## EXERCISE:
Revise all of the items below by replacing "pixel coordinates" with "image coordinates" wherever it occurs and leaving everything else unchanged. Leave the pictures out of the revised version.

## DATASET RECORDS:
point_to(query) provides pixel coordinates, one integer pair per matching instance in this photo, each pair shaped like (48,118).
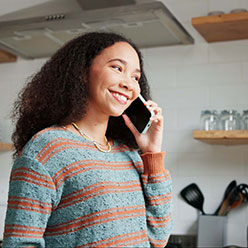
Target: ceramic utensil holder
(211,231)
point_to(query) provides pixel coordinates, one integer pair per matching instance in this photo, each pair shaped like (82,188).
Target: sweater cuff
(153,162)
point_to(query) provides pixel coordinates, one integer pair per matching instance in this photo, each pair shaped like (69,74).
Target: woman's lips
(121,98)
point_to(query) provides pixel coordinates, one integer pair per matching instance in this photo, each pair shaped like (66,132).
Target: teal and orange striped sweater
(65,193)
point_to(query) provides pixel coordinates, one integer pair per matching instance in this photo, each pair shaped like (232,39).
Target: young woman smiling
(83,176)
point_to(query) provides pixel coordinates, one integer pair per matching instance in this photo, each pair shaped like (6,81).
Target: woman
(78,179)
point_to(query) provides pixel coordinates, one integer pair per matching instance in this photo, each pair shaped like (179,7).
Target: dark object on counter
(229,189)
(193,196)
(235,198)
(182,241)
(243,189)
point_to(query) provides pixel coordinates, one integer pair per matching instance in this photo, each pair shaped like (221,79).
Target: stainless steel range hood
(39,31)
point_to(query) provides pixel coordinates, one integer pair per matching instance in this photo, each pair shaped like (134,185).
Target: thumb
(130,125)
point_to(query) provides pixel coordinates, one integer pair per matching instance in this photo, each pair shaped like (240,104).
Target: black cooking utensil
(193,196)
(243,189)
(229,189)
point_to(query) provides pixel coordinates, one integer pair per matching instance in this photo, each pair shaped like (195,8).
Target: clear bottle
(230,120)
(209,120)
(245,119)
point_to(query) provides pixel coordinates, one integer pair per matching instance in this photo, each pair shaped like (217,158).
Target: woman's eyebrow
(123,62)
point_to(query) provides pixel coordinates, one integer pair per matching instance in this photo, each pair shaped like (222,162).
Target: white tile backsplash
(228,51)
(209,74)
(184,80)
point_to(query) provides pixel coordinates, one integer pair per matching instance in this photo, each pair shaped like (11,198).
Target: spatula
(193,196)
(229,188)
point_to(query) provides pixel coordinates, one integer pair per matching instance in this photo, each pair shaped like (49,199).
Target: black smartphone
(139,114)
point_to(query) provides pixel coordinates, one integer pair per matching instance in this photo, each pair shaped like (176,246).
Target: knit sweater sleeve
(157,187)
(31,191)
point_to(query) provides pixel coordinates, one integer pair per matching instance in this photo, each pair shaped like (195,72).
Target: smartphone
(139,114)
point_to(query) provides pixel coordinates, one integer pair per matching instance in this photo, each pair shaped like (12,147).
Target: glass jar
(230,120)
(245,119)
(209,120)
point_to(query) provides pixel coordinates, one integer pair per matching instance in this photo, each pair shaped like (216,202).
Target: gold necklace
(97,144)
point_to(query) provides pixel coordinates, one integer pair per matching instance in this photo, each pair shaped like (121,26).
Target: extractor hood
(38,31)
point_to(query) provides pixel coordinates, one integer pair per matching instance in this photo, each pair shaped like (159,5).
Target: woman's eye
(136,78)
(116,67)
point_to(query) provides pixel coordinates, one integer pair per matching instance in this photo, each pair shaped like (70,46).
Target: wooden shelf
(224,27)
(221,137)
(6,146)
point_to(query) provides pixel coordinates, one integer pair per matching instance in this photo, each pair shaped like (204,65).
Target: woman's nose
(126,84)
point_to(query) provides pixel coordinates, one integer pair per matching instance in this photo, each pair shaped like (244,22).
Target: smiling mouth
(119,97)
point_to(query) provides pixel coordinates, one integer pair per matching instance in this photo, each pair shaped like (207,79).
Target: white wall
(184,80)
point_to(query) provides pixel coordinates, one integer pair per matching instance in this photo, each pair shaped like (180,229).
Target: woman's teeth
(120,97)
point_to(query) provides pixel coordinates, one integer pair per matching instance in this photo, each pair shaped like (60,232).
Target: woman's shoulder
(45,138)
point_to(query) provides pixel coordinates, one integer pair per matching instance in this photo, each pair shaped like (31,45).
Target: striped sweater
(64,192)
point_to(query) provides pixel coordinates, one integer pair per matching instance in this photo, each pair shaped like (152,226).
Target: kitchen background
(184,80)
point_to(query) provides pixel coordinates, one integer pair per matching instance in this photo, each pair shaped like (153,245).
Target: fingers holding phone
(146,123)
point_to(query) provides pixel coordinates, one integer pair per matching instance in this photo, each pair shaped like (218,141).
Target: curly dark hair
(58,93)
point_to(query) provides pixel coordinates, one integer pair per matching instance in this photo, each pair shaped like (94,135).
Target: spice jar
(245,119)
(230,120)
(209,120)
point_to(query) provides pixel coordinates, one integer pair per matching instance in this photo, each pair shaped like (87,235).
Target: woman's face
(113,80)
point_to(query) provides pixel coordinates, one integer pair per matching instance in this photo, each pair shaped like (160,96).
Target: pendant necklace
(97,144)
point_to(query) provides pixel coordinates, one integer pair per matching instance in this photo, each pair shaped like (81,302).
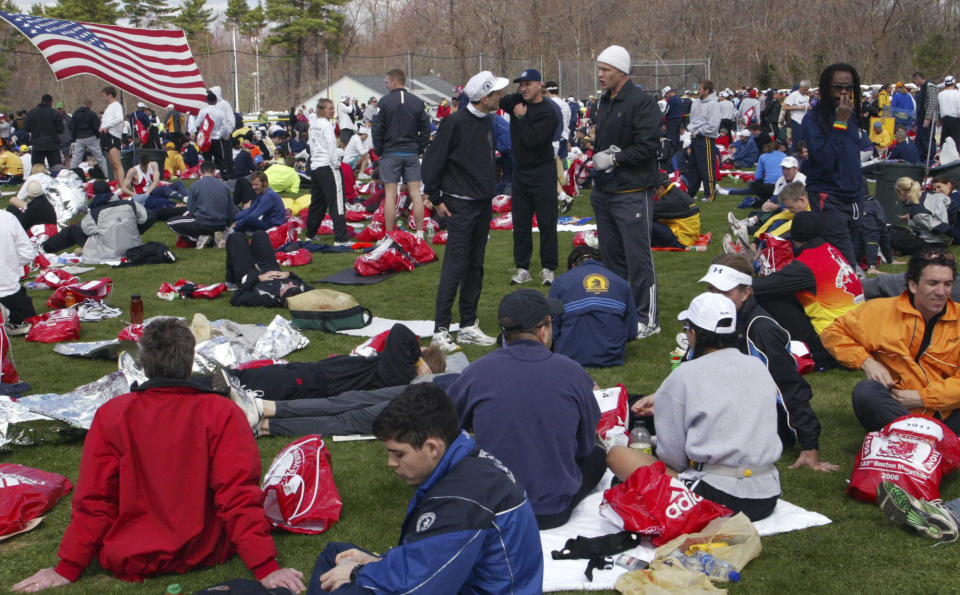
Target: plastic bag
(96,290)
(913,452)
(653,503)
(299,492)
(55,326)
(27,493)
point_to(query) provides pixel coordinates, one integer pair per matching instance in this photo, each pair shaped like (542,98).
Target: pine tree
(194,19)
(87,11)
(298,22)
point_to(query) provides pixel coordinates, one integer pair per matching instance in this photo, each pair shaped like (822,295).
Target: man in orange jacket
(169,480)
(906,345)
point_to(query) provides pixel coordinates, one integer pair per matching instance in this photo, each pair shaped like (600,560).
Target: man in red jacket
(140,515)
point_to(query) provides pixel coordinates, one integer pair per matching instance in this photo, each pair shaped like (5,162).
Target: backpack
(149,253)
(327,310)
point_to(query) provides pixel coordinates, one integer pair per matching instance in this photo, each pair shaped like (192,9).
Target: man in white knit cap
(625,164)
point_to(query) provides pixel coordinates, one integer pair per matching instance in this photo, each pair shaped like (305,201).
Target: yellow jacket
(890,330)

## PROBLEM SOLUTION:
point_to(query) provides image coordinates, one integer pair per matching instance in this photo, each pair shaped like (48,118).
Target: ceramic utensil holder
(211,231)
point_to(query) provides image coordinates, one integer pair per matching instance in this photo, each pair shaped like (82,188).
Target: sweater cuff
(153,162)
point_to(query) provides image coordinates, one integer pair per matching instance in this photo, each pair shaped like (69,74).
Target: woman's lips
(121,98)
point_to(query) provides image coordinates, one integer pair per matching instance in this photo, each pair shaped like (66,132).
Target: teal and orange striped sweater
(65,193)
point_to(query) provides image coordinates, one integer pair per matching instance in this photo, each pair shaped like (232,39).
Target: young woman smiling
(83,176)
point_to(query) provides image coordinates, one integer pair per matching instance in this photo, each pair shaped like (6,81).
Target: woman
(78,179)
point_to(query) provides image coordinates, one integer pair per matching instance in this photo, each pair shaped like (179,7).
Target: dark object on counter
(229,189)
(193,196)
(235,198)
(182,241)
(243,189)
point_to(query) provides image coordinates, one integer pair per matching instance in this photo, each pair shaped like (221,79).
Target: stainless steel range hood
(39,31)
point_to(query) provides image coordinates, one integer pair per matching instance in this photo, each pair shaped like (134,185).
Target: thumb
(130,125)
point_to(query) provides image coordinates, one integer pair per matching instance in this photo, each pair shaped like (240,104).
Target: black cooking utensil
(193,196)
(243,189)
(229,189)
point_to(query) provides image coordinates, one integer pair per matching instance in this photo, each pair shaped like (195,8).
Target: clear bottle
(230,120)
(209,120)
(245,119)
point_to(query) provides image coordinates, one integer pair per matching instance in this photo, each pair shaped like (217,158).
Target: woman's eyebrow
(123,62)
point_to(query) provides image coordinates, one integer pair per matching instance in this photo, each pair shaped like (222,162).
Target: white tile backsplash
(228,51)
(209,74)
(184,80)
point_to(query) provides image coordinates, one integer pair per matching instance in this photo, each pair shaped like (11,198).
Target: spatula
(193,196)
(229,188)
point_to(query) provides image coordinates, one integer pair per matching instance in this photo, each pair shaped like (49,199).
Target: black smartphone
(139,114)
point_to(query) provides image coordinates, one integer pair per matching instance in this photo, each pair shaped like (176,246).
Target: knit sweater sleeve
(157,187)
(31,191)
point_to(query) provides image coordinates, one integer pair per matching instance in this photo, each pair shaped like (195,72).
Target: smartphone
(139,114)
point_to(query) provides image coordinates, one integer pair per matching instance in this photo, each pair shaped like (12,147).
Target: glass jar
(230,120)
(245,119)
(209,120)
point_to(query) provides image coordinates, one integer pair per matching instance in this photo, each pair shaped like (216,202).
Target: gold necklace
(97,144)
point_to(query) provides image coordinates, one integer pair per matching instance in this photo, each pair shaped like (121,26).
Target: extractor hood
(38,31)
point_to(query) provides image coordinates, one integer pair per matching instance in this photo, each pair shaped like (159,5).
Target: woman's eye
(136,78)
(116,67)
point_to(query) provides image coordinates, one integer pair per matching instance in this photo, each pair shaped like (70,46).
Target: wooden shelf
(224,27)
(221,137)
(6,146)
point_to(query) provides image coordinates, one integer pair per matching instance in this photo, each pair shaped like (204,65).
Target: woman's nose
(126,84)
point_to(query) provides image coordinates, one integer pair per matching instance in this photo, each pair shaped like (244,22).
Target: smiling mouth
(119,97)
point_to(query) provides image coordinates, one integer pair per matching instance in this photo, each pair shaped like (207,79).
Target: white wall
(184,80)
point_to(query) provides image coordinates, one integer pair per matching instance in this photo, each pair shaped like (180,229).
Target: woman's teeth
(120,97)
point_to(query) provides image coordinates, one integer pair per matching instance in this photo, each pair shaped like (60,232).
Target: woman's shoulder
(45,138)
point_to(query) provides image coordinates, one integer pair per matching instance in this photo, each pair shaped like (31,45).
Target: striped sweater
(64,192)
point_to(query) provides image coordinates, one integer pair per matching instance in this photo, each pair shaped like (152,226).
Target: kitchen background
(184,80)
point_to(query) provides image coordinates, one integer pair per matching instance in this photo, each pair shaped like (153,245).
Target: fingers holding phone
(146,123)
point_to(query) provides image coordinates, one integer pair per matching instance in this photo, each pair shaped like (218,141).
Target: curly dark hair
(58,93)
point_to(query) provides image coordinates, one integer pair per matching instance in this photo, each pair shaped like (94,135).
Target: spice jar
(245,119)
(230,120)
(209,120)
point_to(query) provides image coordinates, one integer pair per matching instance in this photo, each pair shaped like (87,235).
Target: woman's face
(113,80)
point_to(query) provides image coordinates, one integer pair per matching instance in this photo, each pair shaped like (160,96).
Target: pendant necklace
(97,144)
point_to(query) provides image coordinates, one integer pair per matching instance in this photo, each pair shaped like (81,302).
Target: plastic bag
(96,290)
(913,452)
(653,503)
(299,492)
(55,326)
(27,493)
point_to(query) provides image coordinates, one integer pair per matching instance in this photo, each pair shaped like (542,98).
Target: pine tree
(194,19)
(87,11)
(298,22)
point_to(query) provides image coordinates, one integer pair per matching instance in this photo, each pair shaped like (822,295).
Target: man in orange jacket
(169,480)
(906,345)
point_to(query) provides image coordinates, one integer pair per matching instance in this photo, each pair shaped like (600,560).
Target: man in red jacket
(140,515)
point_to(query) provides image coordinates, one integer pair per matching instance in this photo, each pair shaped like (5,162).
Target: backpack
(149,253)
(327,310)
point_to(query) provides image coordinates, one integer pair per matching instance in this photo, each pair shaped like (192,9).
Target: man in white knit cap
(625,164)
point_to(query) provides image coordinates, one integer pair per matching instance in this photo, each pair shaped like (305,201).
Target: yellow jacket
(890,330)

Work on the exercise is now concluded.